• [ABOUT THIS EXERCISE]:
Could you find every line in the records below that contains the word "rock" and copy it?

• [DATASET CONTENT]:
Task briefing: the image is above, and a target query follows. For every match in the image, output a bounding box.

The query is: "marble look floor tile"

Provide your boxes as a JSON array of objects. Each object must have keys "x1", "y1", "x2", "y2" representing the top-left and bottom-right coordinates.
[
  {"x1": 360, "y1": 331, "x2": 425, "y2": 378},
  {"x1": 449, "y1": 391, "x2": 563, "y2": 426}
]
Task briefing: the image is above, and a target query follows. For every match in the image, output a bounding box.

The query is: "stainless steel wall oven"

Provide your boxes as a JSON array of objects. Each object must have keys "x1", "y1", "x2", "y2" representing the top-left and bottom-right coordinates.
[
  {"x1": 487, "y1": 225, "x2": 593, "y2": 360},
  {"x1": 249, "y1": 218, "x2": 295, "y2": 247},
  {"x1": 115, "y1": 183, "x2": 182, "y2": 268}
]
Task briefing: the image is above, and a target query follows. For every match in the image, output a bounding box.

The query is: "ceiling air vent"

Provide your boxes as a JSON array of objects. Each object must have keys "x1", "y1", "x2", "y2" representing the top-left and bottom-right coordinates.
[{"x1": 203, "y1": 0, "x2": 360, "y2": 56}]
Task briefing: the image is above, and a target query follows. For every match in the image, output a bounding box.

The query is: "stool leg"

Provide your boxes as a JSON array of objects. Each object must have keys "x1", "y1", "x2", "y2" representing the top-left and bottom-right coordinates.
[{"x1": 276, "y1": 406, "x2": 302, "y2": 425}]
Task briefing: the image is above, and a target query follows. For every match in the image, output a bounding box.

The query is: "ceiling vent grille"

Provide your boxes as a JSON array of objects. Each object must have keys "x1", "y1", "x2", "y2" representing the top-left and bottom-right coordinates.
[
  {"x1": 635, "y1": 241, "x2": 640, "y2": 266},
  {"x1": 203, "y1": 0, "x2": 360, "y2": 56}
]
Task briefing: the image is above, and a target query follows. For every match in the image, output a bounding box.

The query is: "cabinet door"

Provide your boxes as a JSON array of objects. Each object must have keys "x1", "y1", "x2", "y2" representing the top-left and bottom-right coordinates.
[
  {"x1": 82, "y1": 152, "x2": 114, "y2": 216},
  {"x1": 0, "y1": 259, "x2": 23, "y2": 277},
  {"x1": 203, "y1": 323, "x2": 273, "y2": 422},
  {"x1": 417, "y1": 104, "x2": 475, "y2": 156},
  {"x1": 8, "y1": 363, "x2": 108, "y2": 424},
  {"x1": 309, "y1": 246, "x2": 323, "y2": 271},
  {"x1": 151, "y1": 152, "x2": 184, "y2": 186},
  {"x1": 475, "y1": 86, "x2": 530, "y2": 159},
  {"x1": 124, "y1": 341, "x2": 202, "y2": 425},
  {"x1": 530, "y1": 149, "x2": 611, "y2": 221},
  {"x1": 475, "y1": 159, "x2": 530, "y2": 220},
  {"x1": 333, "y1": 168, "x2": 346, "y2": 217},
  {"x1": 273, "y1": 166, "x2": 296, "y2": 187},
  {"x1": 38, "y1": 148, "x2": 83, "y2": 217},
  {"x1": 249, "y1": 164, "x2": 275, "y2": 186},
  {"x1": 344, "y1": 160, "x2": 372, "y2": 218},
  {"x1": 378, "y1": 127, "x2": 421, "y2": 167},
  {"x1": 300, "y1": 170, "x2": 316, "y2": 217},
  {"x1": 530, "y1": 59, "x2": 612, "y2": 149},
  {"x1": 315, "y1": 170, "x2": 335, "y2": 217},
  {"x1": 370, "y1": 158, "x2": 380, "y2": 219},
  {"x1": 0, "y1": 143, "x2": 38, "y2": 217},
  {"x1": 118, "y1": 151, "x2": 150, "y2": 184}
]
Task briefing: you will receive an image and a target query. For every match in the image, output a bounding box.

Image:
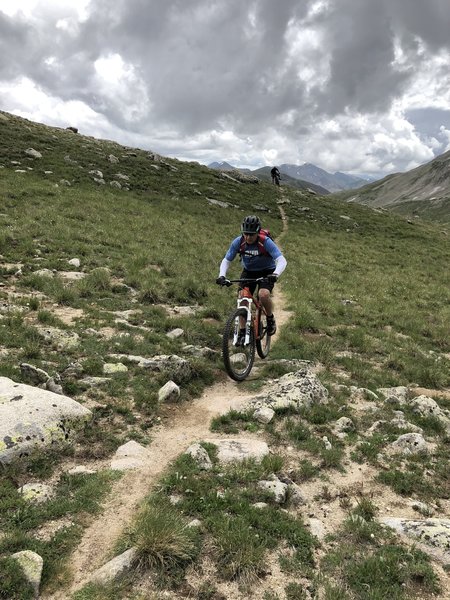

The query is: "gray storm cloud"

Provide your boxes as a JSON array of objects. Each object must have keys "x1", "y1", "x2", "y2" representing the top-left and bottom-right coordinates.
[{"x1": 1, "y1": 0, "x2": 450, "y2": 172}]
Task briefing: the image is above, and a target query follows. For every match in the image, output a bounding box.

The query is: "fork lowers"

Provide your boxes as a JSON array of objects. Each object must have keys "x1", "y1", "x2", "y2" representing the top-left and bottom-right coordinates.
[{"x1": 222, "y1": 308, "x2": 255, "y2": 381}]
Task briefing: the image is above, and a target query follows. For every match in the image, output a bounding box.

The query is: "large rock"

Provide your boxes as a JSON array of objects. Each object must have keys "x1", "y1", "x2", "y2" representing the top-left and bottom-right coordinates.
[
  {"x1": 381, "y1": 518, "x2": 450, "y2": 559},
  {"x1": 206, "y1": 439, "x2": 269, "y2": 464},
  {"x1": 36, "y1": 326, "x2": 80, "y2": 350},
  {"x1": 109, "y1": 354, "x2": 192, "y2": 380},
  {"x1": 0, "y1": 377, "x2": 91, "y2": 464},
  {"x1": 247, "y1": 368, "x2": 328, "y2": 412},
  {"x1": 377, "y1": 386, "x2": 409, "y2": 404},
  {"x1": 391, "y1": 432, "x2": 429, "y2": 455}
]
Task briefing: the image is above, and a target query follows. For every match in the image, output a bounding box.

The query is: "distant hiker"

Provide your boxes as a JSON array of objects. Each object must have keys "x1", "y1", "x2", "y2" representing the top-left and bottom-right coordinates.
[
  {"x1": 216, "y1": 215, "x2": 287, "y2": 339},
  {"x1": 271, "y1": 166, "x2": 281, "y2": 185}
]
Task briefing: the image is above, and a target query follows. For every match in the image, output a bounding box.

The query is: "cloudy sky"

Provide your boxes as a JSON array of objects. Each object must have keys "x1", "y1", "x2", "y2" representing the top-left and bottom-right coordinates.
[{"x1": 1, "y1": 0, "x2": 450, "y2": 177}]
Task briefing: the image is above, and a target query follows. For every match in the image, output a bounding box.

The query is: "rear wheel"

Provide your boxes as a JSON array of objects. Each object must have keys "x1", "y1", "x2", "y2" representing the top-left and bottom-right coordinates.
[
  {"x1": 222, "y1": 308, "x2": 255, "y2": 381},
  {"x1": 256, "y1": 310, "x2": 271, "y2": 358}
]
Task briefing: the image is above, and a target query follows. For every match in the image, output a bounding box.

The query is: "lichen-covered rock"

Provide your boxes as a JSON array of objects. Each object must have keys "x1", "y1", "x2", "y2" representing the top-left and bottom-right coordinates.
[
  {"x1": 103, "y1": 362, "x2": 128, "y2": 374},
  {"x1": 166, "y1": 328, "x2": 184, "y2": 339},
  {"x1": 36, "y1": 326, "x2": 80, "y2": 350},
  {"x1": 0, "y1": 377, "x2": 91, "y2": 464},
  {"x1": 11, "y1": 550, "x2": 43, "y2": 598},
  {"x1": 408, "y1": 395, "x2": 450, "y2": 433},
  {"x1": 20, "y1": 363, "x2": 50, "y2": 385},
  {"x1": 333, "y1": 416, "x2": 355, "y2": 436},
  {"x1": 377, "y1": 386, "x2": 409, "y2": 404},
  {"x1": 381, "y1": 518, "x2": 450, "y2": 558},
  {"x1": 391, "y1": 432, "x2": 429, "y2": 455},
  {"x1": 18, "y1": 482, "x2": 53, "y2": 503},
  {"x1": 110, "y1": 354, "x2": 192, "y2": 380},
  {"x1": 248, "y1": 368, "x2": 328, "y2": 412}
]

• [RESPONSE BELOW]:
The query is: "large rock"
The query is: "lichen-covered rock"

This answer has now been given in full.